• _Exercise directions_
Once you have read the data below, set it all down again exactly.

• _Source material_
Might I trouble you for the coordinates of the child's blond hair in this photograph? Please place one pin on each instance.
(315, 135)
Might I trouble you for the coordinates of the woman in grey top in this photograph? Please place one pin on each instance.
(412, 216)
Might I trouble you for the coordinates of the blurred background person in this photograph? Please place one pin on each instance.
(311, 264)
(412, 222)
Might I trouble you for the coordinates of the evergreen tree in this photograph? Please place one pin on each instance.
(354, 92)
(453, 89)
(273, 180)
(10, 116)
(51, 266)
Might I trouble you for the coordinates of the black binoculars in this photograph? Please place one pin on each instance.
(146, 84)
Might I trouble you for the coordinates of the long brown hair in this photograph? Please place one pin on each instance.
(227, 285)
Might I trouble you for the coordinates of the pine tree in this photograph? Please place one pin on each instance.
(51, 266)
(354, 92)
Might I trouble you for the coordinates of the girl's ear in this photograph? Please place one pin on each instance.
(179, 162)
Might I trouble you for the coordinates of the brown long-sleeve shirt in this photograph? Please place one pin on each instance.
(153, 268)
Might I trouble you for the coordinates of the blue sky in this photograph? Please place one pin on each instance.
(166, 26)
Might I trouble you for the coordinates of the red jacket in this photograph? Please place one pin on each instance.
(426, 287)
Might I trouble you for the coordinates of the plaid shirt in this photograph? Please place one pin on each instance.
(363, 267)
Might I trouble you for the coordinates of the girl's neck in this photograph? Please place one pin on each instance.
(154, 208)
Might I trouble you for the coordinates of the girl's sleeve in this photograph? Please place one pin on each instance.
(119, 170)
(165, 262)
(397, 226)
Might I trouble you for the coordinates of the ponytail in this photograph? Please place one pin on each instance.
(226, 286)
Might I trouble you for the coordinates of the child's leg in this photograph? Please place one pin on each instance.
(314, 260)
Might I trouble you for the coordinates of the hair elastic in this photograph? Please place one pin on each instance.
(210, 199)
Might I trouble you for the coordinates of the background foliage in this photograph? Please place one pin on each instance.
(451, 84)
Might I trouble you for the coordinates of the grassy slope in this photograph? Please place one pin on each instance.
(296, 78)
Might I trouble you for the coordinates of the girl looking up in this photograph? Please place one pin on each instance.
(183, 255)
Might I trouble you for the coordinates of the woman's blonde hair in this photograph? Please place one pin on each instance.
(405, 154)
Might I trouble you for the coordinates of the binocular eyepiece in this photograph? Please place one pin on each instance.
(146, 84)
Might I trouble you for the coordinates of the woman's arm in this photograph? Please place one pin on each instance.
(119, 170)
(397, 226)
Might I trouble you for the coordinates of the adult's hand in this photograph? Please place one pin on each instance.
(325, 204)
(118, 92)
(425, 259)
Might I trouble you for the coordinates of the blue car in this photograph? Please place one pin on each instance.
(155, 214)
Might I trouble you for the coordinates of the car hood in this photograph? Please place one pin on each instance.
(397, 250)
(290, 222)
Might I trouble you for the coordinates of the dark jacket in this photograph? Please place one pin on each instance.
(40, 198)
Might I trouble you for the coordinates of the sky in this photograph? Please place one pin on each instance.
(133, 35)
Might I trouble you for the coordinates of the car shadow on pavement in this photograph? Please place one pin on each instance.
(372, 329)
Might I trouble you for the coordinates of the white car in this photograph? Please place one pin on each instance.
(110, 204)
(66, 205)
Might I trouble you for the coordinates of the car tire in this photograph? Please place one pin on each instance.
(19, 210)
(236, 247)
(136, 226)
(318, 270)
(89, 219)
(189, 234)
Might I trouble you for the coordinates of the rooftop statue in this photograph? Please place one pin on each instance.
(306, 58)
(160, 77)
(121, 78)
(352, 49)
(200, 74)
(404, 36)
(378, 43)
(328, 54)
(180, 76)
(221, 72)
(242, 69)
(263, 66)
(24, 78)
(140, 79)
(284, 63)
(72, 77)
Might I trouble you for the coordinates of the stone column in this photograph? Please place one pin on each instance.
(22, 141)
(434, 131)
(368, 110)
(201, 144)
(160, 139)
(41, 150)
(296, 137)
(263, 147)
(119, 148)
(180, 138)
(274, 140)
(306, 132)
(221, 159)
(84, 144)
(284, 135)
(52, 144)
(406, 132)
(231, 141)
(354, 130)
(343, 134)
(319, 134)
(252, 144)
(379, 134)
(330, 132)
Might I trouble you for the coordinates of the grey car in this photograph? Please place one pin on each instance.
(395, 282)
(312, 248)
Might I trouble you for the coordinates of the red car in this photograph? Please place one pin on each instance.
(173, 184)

• _The completed task_
Might I trouble you for the coordinates of the child's blond hair in this photograph? Please place one pin on each instance.
(315, 135)
Might I trouble you for the coordinates of the woman in grey top in this photograph? Please place one pin on each instance.
(412, 216)
Might I trouble you for the coordinates of the blurred background person in this photograph? Please place one pin on each instance.
(311, 264)
(412, 222)
Might I trouble you for the coordinates of the evergreen tree in this photograph? Please place one pin on each instance.
(354, 92)
(453, 89)
(273, 180)
(10, 116)
(51, 266)
Might I trouble you for the coordinates of the black binoculars in this photograph? Please place one pin on each instance.
(146, 84)
Might I trouble you for the coordinates of the long brown hair in this photograph? Please place one pin on each instance.
(227, 285)
Might I trouble you for the coordinates of the pine tree in this photograph? Please place one pin on each instance.
(51, 266)
(354, 92)
Might I trouble you for the coordinates of the girl's ear in this photograph? Please place one pin on each instance.
(179, 162)
Might I trouble you for the coordinates of the brown long-sleeve shirt in this photograph? Please place one pin on each instance.
(153, 268)
Might I trouble you for the coordinates of the blue sky in this photograph? Please place one pin on each instance.
(166, 26)
Might I trouble you for the coordinates of the red jacket in this photograph? Please place one pin on each instance.
(426, 287)
Might I trouble you for the coordinates of the plaid shirt in this photograph? Please place one pin on each instance.
(363, 267)
Might I trouble you for the coordinates of the girl's neck in this photograph? Please place one pin on each instance.
(154, 208)
Might I trouble you for the coordinates of the girl's sleeve in this photograph? Please place one pin on each instance.
(119, 170)
(165, 262)
(397, 226)
Might I trouble you for the coordinates of the ponytail in this photograph? Please place one pin on each instance.
(226, 286)
Might I trouble you for the coordinates of the child's leg in this photograph? Please place one pin on each instance.
(314, 260)
Might I trouble you for the coordinates of the hair elastic in this photograph? Please place one pin on each instance.
(210, 199)
Might I trouble you for the coordinates of the background foliage in this photograph? Please place one pin on each instance.
(451, 84)
Might I trouble you for the coordinates of the grassy slope in this photograph? Please place one pin on each instance.
(296, 78)
Might I trouble you for the coordinates of the girl looking up in this photograph? Please place one pin on each instance.
(183, 255)
Might I trouble you for the coordinates of the woman's blonde hair in this photograph? Please place one pin on each instance.
(405, 154)
Might I trouble you for the coordinates of the binocular eyepiece in this photograph? Please place one pin on each instance.
(146, 84)
Might I trouble you for the coordinates of the woman's arm in this photograph? Please place one pin on each instance.
(119, 170)
(397, 226)
Might I trouble you for the coordinates of the adult's hand in this photograph? Please place one pin on each instance.
(325, 204)
(118, 92)
(425, 259)
Might I trouble you for the coordinates of the blue car in this photograph? Please place one pin on each instance.
(155, 214)
Might I trouble you for the coordinates of the car hood in this photograph? Please place one pin on each instance.
(397, 250)
(290, 222)
Might I trouble you for the coordinates of the dark jacket in this photograph? Please place one pin on each instance.
(40, 198)
Might I trouble you for the coordinates of the sky in this photograph? Please place one pin on each instance.
(133, 35)
Might I trouble you for the coordinates of the car shadow on pavement in this photograph? Please place one pin on each instance.
(372, 329)
Might I trouble you for the coordinates of the white car in this photograph? Please place one pin on each instance.
(110, 204)
(66, 205)
Might I trouble you for the coordinates of the car tire in this photograph? Please place one pin on each instance.
(19, 210)
(236, 247)
(136, 226)
(318, 270)
(89, 219)
(189, 234)
Might I trouble you for the coordinates of the rooftop statue in this photograph? Please place one pin on each instance.
(306, 58)
(160, 77)
(121, 78)
(352, 49)
(200, 74)
(404, 36)
(378, 43)
(328, 54)
(180, 76)
(221, 72)
(242, 69)
(263, 66)
(24, 78)
(140, 79)
(284, 63)
(72, 77)
Might I trouble you for the coordinates of the stone column in this photograph? Please place one pin on each instance.
(22, 141)
(434, 131)
(368, 110)
(201, 144)
(160, 139)
(41, 150)
(296, 137)
(263, 147)
(119, 148)
(180, 138)
(274, 140)
(306, 132)
(221, 159)
(84, 144)
(284, 135)
(52, 144)
(406, 132)
(231, 141)
(354, 130)
(343, 134)
(319, 134)
(252, 144)
(379, 134)
(330, 132)
Might I trouble you for the coordinates of the grey car in this photograph? Please place one pin on each instance.
(395, 282)
(312, 248)
Might I trouble you for the coordinates of the red car in this photograph? Please place one pin on each instance.
(173, 184)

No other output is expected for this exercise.